■ **対談本文**:
========================================

残業続きでも「今回っているからいいや」と考えるのが日本の経営者

**西井:**アメリカに行って、次の事業のアイデアは浮かんだんですか?

**柴田:**真剣に悩んでいて、決めきれていないんですよ。

世界中の人に使ってもらえるサービスをやりたいなとは思っています。日本のITサービスにはないので。

**西井:**ないですね、今のところ。

**柴田:**ニッチなマーケットにすらないんですよね。

**西井:**柴田さんは、時代の読み方が秀逸だなと思うのですが、そもそもアメリカに行った目的は?

**柴田:**アイデア的な、トレンド的な見ている視野の閉塞感みたいなものがあったので、視野を広げたいなと思って。

**西井:**こんな人が視野を広げたら、みんなどうしたらいいのでしょうね(笑)。

**柴田:**今だにわかってないんで。少なくても、長めに仕込むということが大事だと言うのは気づきました。

日米の違いはほかにもたくさん気づきましたけどね。例えば、市場がでかいんですよ。でかいというのは量的な意味でもでかいんですけど、多様性という軸でもまたでかいんですね。
いろんな人が住んでいて、いろんな階層の人がいるので。

町内会のお祭りに屋台を出すときと、幕張メッセのイベントに出展するときは、当然メニューを変えるじゃないですか。町内会のお祭りにすごく尖ったメニューを出しても、別に誰も喜ばない。

**西井:**町内会のお祭りでタイ料理を出しても人気が出ないけど、逆に幕張メッセで出したときはってことですよね。

アジア料理にするにしても、アフリカのなんか知らない料理だと微妙だしみたいな。だけど、市場が違うとそのアフリカ料理が人気になる場合もある。

========================================

■ **表示された項目**:
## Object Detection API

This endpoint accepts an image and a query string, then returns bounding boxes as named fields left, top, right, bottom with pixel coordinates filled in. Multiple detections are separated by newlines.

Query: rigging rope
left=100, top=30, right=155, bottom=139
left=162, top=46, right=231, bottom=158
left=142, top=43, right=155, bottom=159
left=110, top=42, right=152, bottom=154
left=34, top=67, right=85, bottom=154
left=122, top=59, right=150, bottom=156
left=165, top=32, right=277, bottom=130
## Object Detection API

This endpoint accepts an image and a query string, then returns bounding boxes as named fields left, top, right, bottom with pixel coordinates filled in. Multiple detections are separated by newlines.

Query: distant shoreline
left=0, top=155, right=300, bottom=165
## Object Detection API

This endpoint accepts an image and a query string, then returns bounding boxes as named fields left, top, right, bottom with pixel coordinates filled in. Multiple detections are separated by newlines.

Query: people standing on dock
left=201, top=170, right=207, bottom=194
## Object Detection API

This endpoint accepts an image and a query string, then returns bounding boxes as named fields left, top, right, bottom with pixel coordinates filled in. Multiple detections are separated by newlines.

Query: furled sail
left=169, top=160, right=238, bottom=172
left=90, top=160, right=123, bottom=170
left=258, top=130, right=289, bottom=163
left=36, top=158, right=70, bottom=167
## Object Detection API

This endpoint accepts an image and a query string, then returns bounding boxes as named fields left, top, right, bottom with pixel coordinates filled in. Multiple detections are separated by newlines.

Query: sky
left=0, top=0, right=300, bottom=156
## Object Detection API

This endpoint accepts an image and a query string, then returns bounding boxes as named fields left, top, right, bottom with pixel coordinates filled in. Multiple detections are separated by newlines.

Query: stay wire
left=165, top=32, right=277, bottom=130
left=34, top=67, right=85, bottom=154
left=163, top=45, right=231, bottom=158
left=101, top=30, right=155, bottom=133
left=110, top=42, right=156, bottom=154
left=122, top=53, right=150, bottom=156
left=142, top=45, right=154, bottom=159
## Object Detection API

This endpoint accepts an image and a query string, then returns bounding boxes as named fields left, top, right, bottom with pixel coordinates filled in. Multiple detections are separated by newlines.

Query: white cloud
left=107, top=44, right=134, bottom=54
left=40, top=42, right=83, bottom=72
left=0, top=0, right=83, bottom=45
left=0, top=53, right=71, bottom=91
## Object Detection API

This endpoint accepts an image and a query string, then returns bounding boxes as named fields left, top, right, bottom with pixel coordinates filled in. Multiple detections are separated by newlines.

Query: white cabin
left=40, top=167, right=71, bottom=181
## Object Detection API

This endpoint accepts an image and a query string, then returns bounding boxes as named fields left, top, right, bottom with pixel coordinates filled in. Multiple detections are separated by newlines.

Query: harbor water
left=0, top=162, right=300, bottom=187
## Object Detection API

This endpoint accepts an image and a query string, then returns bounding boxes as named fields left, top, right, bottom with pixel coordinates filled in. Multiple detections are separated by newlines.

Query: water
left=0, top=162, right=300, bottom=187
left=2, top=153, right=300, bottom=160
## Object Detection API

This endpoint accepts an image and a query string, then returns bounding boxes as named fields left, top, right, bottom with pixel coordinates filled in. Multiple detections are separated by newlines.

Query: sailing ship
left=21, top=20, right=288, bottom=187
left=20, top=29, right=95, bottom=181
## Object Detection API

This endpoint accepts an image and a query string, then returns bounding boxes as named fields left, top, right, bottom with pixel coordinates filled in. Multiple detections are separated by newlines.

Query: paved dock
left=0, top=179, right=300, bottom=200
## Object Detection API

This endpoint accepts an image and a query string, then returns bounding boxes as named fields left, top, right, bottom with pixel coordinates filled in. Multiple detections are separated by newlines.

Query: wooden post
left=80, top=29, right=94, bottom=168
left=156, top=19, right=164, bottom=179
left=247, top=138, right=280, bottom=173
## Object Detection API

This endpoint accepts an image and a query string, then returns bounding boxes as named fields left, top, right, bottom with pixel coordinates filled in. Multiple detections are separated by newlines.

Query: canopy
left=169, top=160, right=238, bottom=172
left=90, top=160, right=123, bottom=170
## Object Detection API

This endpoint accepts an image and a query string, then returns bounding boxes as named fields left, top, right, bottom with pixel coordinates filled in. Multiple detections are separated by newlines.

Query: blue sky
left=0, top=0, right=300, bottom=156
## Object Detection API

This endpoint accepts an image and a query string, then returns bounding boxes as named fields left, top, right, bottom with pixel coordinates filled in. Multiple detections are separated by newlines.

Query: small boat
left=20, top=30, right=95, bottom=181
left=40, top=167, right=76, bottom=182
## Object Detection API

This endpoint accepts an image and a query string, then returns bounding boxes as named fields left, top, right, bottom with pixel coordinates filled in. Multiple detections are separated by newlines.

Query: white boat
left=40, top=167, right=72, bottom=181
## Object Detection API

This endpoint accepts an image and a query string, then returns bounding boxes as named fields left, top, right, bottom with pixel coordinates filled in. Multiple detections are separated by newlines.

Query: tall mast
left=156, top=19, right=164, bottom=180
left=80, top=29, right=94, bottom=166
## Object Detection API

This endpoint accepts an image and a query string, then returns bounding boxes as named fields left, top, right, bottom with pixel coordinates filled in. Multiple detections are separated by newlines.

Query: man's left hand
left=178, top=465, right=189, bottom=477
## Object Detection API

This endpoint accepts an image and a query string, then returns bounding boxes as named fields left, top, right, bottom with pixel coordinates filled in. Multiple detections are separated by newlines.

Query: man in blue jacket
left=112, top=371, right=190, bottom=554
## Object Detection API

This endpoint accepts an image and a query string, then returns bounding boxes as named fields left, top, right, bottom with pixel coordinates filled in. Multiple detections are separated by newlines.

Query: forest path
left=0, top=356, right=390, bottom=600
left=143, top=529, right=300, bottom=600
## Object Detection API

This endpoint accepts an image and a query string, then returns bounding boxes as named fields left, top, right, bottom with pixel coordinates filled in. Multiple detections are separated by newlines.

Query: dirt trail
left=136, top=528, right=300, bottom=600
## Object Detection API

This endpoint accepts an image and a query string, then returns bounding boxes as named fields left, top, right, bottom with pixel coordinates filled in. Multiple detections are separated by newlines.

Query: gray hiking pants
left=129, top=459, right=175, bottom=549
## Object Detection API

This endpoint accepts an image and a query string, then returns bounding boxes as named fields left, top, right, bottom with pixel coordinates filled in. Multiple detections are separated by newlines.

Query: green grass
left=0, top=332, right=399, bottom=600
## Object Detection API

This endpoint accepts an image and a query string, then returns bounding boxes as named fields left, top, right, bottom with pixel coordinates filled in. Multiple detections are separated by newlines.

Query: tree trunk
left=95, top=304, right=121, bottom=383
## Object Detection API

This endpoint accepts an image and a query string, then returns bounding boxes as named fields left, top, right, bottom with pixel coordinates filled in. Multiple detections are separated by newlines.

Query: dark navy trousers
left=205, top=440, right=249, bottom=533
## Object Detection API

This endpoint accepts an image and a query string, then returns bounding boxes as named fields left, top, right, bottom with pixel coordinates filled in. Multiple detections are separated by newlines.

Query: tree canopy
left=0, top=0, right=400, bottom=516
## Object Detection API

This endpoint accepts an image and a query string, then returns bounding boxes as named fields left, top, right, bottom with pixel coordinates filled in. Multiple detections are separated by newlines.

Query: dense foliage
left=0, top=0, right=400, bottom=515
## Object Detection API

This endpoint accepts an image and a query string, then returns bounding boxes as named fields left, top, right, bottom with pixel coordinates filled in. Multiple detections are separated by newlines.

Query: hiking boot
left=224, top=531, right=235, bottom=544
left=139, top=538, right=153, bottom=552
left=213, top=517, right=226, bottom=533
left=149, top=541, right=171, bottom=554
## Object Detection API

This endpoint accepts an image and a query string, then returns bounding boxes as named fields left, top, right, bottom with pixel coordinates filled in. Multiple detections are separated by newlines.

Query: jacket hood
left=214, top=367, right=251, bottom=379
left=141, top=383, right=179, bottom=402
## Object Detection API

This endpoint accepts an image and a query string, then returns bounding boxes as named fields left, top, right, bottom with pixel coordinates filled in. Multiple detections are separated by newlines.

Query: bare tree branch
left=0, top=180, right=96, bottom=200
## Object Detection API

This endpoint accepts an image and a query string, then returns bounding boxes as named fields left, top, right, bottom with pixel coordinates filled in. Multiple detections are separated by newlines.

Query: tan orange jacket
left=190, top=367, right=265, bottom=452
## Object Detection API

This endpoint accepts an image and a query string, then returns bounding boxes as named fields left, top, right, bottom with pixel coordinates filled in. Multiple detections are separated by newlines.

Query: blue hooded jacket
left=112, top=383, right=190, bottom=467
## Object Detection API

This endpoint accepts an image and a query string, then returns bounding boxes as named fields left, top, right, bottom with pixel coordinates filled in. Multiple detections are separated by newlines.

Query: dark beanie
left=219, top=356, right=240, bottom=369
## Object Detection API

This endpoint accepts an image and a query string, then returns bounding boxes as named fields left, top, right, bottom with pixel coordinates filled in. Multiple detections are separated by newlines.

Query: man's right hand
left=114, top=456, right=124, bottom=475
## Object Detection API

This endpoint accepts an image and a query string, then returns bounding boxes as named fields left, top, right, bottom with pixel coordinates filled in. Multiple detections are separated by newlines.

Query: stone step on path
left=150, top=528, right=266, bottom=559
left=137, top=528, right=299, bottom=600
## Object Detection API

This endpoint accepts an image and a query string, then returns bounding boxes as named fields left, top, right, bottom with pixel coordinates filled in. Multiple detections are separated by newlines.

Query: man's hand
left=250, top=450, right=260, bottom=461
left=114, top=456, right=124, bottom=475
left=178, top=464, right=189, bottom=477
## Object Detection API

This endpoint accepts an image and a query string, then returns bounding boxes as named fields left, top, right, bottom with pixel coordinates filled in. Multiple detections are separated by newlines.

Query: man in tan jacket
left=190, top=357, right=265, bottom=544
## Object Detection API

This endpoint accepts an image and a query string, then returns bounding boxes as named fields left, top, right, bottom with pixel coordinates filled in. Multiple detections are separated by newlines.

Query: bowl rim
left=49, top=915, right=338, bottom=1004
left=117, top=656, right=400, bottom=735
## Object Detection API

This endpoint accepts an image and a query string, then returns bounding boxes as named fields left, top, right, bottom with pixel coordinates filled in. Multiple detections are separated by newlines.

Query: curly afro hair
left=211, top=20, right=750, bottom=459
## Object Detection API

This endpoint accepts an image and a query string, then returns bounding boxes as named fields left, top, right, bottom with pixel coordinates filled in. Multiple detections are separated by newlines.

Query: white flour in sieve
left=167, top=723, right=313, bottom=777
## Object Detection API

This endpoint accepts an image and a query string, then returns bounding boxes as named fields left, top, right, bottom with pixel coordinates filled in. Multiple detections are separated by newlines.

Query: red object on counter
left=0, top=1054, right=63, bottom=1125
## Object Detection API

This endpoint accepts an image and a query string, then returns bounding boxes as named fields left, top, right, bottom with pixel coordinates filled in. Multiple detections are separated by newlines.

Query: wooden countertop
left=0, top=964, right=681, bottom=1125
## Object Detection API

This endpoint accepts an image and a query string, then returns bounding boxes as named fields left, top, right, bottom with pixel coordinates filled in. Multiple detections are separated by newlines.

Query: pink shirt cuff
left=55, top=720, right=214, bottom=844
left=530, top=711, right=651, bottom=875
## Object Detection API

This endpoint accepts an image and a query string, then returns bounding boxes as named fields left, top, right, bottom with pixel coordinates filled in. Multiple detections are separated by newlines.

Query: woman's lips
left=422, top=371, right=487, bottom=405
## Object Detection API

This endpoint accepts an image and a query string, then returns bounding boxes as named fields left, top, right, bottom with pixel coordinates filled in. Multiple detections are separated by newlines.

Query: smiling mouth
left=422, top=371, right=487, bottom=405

========================================

■ **取り組む課題**:
• 1. 対談の中で名前が挙がっている料理の種類をすべて書き出しなさい。
• 2. 対談によると、柴田さんがアメリカに行った目的は何か。
• 3. 対談の最後の発言を受けて、続きの部分を書き進めなさい。

■ **課題別の解答**:
• 1. タイ料理、アジア料理、アフリカ料理

• 2. アイデアやトレンドを見る視野に閉塞感があったので、視野を広げたいと思ったからです。

• 3.
**柴田:**それはありますよね。

**西井:**Facebookの起業の話を聞いていてもそうですもんね。

**柴田:**もともと内輪受けですよね。

**西井:**内輪受けがみんなに受けちゃったみたいな。

**柴田:**アメリカの話では、日本の消費者は保守的だという話につながるかもしれないんですけど。アメリカにMindbody, Inc.という会社があって、ヨガ教室向けに決済サービスのSpuareと予約管理ツールのオープンテーブルを足したようなサービスを提供しているんです。レジ管理と会員管理と、クラスの予約とか。

その会社の時価総額が、700億円(2016年10月時点)くらいあるんですよ。事業としてはそれだけなんです。日本で考えると、そういうスタートアップがあったとしても、時価総額1億円にもならないと思うんです。

日本とアメリカでは、ヨガ教室の数はそんなに違うと思えないんですよね。このサービスは月額1万円から始まって標準的なARPUが2万円くらいなんです。

やはり、お金を払って外部のサービスを使って、それで受付のレセプショニストが何人か削れるんだったら、そっちのほうが効率いいじゃないか、だから導入しようという感じなんでしょうね、アメリカの経営者は。

一方日本の経営者は、今回ってるからいいじゃないか、なんで変える必要があるんだと考えるんです。いや、みんな残業してヒイコラ言ってますけど。

そういうことの積み重ねが結構生産性を左右するのではと感じました。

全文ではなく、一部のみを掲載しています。